Wednesday, September 23, 2009

An Interview with James N. Frey, Part II


Here is more of 2010 Write Stuff Conference Chair Kathryn Craft’s interview with keynote James N. Frey.


Kathryn: Other than "writer" and "writing teacher," what other jobs have you had? Do you have other hobbies/interests you enjoy?

Jim: I was once a claims adjuster, worked on submarines, sold insurance, worked in a hospital... I eventually went to college, did graduate work in English Lit and Psychology and quit both because they took time away from writing. I advise young writers to fill a sea chest full of great books and join the merchant marines, see the world and write.

I have a sailboat; in my spare time I sail on the San Francisco Bay [Jim is on left in photo]. I enjoy teaching my 4-year-old granddaughter how to box. When she was two and a half a kid in preschool bit her and she knocked him cold with a right cross, so she’s 1-0 with a TKO.

K: In your opinion, what is the hardest concept for budding authors to grasp?

J: That fiction is not reality, that you need conflict; and you need to “show don’t tell.” I tell new writers that they should without exception always, at every point in their story, be telling about “a well motivated character overcoming obstacles in pursuit of a goal.”

K: What is the most rewarding aspect of your work as a writing teacher?
────────────────────────────────────────
— LIST OF TASKS —
a: In the interview with James N. Frey, where does he sail in his spare time?
b: Duplicate the part of the interview with James N. Frey that opens with the words containing "Wednesday, September 23, 2009" and closes with "James N. Frey.".
c: Pick up the interview with James N. Frey after its last line and continue it.
The items after the interview are separate material with no connection to it.

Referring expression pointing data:
────────────────────────────────────────
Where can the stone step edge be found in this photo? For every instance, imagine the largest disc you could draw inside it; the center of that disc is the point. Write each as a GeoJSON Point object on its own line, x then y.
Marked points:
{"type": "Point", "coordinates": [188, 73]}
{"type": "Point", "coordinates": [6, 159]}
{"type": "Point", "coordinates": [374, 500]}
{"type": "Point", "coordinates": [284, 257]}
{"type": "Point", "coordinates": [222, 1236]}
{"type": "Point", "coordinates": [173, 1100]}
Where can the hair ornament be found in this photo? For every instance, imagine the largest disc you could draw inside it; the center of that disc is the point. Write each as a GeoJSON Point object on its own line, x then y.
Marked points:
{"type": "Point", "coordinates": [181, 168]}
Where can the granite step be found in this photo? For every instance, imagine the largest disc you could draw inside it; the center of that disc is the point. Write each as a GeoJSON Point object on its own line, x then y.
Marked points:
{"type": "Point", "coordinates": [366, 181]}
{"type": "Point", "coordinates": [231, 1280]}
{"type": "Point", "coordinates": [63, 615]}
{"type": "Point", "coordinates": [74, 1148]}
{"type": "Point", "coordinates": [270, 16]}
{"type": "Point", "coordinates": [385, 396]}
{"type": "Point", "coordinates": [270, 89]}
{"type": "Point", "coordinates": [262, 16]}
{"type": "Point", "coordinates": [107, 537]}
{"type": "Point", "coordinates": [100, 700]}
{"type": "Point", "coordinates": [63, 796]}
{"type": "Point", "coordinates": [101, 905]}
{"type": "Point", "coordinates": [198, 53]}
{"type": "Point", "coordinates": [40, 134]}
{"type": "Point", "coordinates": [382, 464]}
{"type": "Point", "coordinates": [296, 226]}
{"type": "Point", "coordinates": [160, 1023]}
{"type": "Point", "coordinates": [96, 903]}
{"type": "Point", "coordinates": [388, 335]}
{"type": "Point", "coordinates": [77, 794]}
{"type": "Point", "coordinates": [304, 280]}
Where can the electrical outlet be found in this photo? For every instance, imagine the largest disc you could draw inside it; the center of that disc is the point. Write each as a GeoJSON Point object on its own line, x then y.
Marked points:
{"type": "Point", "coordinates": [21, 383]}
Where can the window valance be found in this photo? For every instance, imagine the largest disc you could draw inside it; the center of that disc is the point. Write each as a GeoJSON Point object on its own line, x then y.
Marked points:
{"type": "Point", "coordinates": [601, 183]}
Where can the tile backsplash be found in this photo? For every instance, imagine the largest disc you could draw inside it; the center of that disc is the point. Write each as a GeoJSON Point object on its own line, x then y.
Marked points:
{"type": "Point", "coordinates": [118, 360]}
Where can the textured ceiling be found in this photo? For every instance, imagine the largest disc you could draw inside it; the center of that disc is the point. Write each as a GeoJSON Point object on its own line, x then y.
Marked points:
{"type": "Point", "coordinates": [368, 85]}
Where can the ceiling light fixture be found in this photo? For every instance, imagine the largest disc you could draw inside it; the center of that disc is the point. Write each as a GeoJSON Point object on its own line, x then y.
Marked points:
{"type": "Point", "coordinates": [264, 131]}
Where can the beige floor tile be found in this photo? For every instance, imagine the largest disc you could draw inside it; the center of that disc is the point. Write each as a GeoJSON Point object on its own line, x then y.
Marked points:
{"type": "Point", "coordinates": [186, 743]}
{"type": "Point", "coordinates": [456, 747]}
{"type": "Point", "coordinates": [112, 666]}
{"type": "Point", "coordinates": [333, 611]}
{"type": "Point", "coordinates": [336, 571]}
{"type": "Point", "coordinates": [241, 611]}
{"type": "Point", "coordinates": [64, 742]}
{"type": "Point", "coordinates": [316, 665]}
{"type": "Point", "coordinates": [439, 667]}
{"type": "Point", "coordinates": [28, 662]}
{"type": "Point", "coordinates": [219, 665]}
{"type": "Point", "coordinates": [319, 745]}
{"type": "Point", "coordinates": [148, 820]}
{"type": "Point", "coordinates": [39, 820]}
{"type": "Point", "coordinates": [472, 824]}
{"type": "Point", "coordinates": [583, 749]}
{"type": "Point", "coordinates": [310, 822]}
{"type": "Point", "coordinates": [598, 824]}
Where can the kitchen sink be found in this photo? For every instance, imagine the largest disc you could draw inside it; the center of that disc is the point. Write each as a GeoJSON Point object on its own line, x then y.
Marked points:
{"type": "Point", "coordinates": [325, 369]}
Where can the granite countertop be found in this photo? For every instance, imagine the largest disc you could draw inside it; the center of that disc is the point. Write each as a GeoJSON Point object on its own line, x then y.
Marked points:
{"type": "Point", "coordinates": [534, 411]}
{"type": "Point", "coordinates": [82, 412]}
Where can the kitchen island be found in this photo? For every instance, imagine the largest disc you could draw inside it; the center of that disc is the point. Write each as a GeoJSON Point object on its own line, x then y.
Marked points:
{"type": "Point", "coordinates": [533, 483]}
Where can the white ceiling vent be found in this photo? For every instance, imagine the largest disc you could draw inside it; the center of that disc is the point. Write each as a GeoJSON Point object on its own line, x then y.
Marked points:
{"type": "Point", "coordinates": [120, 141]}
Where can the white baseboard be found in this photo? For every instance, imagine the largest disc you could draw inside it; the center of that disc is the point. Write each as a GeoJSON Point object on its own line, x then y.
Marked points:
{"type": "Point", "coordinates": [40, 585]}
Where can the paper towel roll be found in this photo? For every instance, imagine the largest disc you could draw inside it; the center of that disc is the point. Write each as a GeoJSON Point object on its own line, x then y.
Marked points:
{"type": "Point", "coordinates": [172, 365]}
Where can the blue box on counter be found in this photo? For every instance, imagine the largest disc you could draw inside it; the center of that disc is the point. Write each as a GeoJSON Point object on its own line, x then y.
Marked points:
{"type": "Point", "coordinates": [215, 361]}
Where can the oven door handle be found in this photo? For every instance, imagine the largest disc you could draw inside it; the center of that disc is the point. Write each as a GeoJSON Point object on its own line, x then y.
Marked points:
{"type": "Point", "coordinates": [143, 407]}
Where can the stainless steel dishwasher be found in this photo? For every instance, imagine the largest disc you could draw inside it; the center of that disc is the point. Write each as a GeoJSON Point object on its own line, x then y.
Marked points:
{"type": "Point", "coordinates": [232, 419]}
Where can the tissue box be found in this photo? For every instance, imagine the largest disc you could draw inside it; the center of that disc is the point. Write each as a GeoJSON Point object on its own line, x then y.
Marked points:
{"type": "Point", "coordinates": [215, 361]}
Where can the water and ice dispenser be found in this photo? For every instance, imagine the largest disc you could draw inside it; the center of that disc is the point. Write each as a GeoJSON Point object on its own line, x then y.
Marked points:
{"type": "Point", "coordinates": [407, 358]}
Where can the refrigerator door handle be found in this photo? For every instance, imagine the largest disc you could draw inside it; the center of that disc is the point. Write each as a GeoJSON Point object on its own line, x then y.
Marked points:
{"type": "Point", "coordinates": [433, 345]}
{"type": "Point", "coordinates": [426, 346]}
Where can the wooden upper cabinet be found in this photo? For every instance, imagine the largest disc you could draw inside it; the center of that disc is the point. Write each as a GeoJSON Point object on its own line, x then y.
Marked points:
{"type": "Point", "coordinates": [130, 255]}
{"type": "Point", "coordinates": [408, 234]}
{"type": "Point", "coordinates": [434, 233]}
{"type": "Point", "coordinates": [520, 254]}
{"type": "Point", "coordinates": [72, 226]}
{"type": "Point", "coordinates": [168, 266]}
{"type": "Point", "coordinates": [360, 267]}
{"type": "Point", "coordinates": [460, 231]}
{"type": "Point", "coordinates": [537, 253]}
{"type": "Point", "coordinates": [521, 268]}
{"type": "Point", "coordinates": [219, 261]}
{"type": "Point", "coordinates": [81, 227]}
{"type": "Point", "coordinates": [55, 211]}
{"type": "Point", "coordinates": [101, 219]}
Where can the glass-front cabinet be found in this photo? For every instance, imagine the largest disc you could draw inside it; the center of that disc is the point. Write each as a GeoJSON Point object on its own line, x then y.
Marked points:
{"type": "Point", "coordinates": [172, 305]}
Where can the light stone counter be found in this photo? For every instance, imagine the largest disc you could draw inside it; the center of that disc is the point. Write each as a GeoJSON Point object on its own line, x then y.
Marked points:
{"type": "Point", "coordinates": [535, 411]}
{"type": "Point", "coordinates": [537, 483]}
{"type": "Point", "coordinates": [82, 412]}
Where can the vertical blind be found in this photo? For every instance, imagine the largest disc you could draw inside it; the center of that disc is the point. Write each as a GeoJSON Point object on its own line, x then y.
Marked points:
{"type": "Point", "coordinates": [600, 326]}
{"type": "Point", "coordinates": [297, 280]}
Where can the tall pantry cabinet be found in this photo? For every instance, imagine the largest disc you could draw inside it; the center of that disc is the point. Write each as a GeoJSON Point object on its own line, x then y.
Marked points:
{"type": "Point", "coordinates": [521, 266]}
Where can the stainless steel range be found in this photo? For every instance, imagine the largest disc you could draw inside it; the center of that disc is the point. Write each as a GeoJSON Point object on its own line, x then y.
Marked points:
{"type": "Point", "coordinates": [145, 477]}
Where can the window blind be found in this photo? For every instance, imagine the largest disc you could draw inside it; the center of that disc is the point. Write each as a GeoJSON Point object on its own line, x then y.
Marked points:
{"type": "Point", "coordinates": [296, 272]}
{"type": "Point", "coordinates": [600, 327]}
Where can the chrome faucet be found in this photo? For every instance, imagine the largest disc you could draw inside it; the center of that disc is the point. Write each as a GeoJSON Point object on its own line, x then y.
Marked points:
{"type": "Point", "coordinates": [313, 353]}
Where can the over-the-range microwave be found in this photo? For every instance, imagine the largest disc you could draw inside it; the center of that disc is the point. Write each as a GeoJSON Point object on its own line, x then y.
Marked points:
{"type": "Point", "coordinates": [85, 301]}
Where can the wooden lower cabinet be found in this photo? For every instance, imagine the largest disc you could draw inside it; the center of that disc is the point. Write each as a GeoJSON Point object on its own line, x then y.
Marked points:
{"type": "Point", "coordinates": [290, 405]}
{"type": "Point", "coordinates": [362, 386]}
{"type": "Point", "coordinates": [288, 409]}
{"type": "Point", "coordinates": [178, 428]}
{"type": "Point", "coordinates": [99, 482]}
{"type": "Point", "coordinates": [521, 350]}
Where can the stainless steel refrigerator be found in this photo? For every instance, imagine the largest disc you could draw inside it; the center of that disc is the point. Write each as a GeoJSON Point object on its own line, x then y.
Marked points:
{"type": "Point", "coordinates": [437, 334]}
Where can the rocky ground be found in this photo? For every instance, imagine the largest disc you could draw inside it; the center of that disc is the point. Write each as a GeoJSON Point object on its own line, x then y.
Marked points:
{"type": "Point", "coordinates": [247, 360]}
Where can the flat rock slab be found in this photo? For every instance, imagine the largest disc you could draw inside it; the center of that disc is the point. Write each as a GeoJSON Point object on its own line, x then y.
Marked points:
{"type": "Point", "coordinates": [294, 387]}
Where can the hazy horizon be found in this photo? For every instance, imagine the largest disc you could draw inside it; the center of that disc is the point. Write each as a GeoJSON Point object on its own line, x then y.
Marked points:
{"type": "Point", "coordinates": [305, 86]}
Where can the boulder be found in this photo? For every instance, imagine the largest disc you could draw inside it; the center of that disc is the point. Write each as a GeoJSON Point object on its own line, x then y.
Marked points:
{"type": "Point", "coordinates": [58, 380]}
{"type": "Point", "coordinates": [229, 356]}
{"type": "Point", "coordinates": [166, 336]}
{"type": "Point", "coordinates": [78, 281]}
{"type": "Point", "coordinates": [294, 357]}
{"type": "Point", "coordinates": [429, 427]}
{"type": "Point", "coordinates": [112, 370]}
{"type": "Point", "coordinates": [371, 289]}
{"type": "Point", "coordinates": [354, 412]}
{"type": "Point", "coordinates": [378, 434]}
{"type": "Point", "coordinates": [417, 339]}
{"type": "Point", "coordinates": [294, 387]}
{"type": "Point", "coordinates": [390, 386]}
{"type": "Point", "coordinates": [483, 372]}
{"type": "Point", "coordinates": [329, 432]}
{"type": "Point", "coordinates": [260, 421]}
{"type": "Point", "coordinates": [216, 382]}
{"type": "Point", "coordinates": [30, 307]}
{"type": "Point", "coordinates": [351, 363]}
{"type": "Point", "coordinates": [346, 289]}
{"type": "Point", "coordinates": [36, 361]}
────────────────────────────────────────
— YOUR WRITTEN ANSWERS —
a: He sails on the San Francisco Bay.

b:
Wednesday, September 23, 2009

An Interview with James N. Frey, Part II


Here is more of 2010 Write Stuff Conference Chair Kathryn Craft’s interview with keynote James N. Frey.

c:
J: When by all your endless explanations and drawing diagrams and making up example after example, of showing examples written by masters, and begging and pleading for them to listen, and when they don’t, yelling and hurling insults and obscenities at them, and then, alas, exhausted and panting for air you finally crack through the thick concrete in their brains and the light dawns, then the reward comes: you can see it in their eyes, damn, they just got it!

K: What were the last three books that won a bid for your attention, and what drew you in?

J: I’ve just finished L.A. REX, a violent Urban Thriller. I read it because a friend recommended it. Great tough-guy prose, but the plot is out of control. Before that I read WAR AND PEACE for the third time because it’s so great it gives me the shivers. Before that I read a couple of thrillers because they were best sellers and I was writing HOW TO WRITE A DAMN GOOD THRILLER (that’s coming out in March) and I thought I could use them as examples of damn good thrillers, but I couldn’t, they were both crap. People aren’t reading because nowadays there’s a lot of bad writing, bad editing, and over-hyping of crap.